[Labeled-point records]
#####

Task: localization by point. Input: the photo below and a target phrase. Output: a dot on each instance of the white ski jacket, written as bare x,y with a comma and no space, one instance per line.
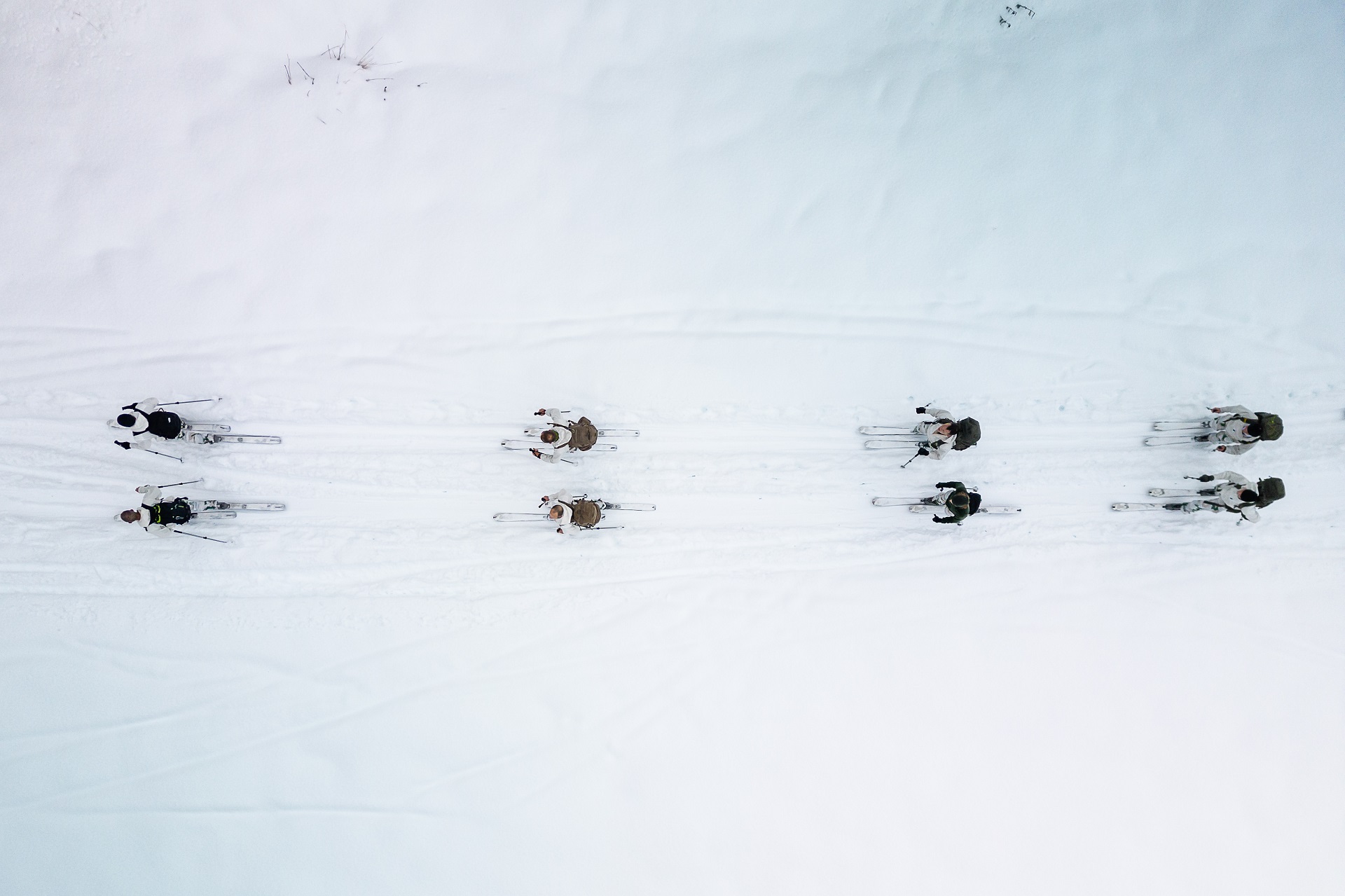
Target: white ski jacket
1226,497
151,495
1229,429
939,446
565,524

#####

Written request:
Arrange every line of the entries above as a Markdown table with the columns "Number" and "Text," numbering the rows in order, omitting blank lines, and excluding the pictures.

The result:
| Number | Text |
|---|---|
| 1 | Task: localization by point. Input: the photo below and a target phrase. Output: a dot on each instance of the white ski jacket, written as bare x,y with a comma and no space, one instance per line. |
| 2 | Target: white ski jacket |
| 3 | 1226,497 |
| 4 | 151,495 |
| 5 | 1229,429 |
| 6 | 939,446 |
| 7 | 565,524 |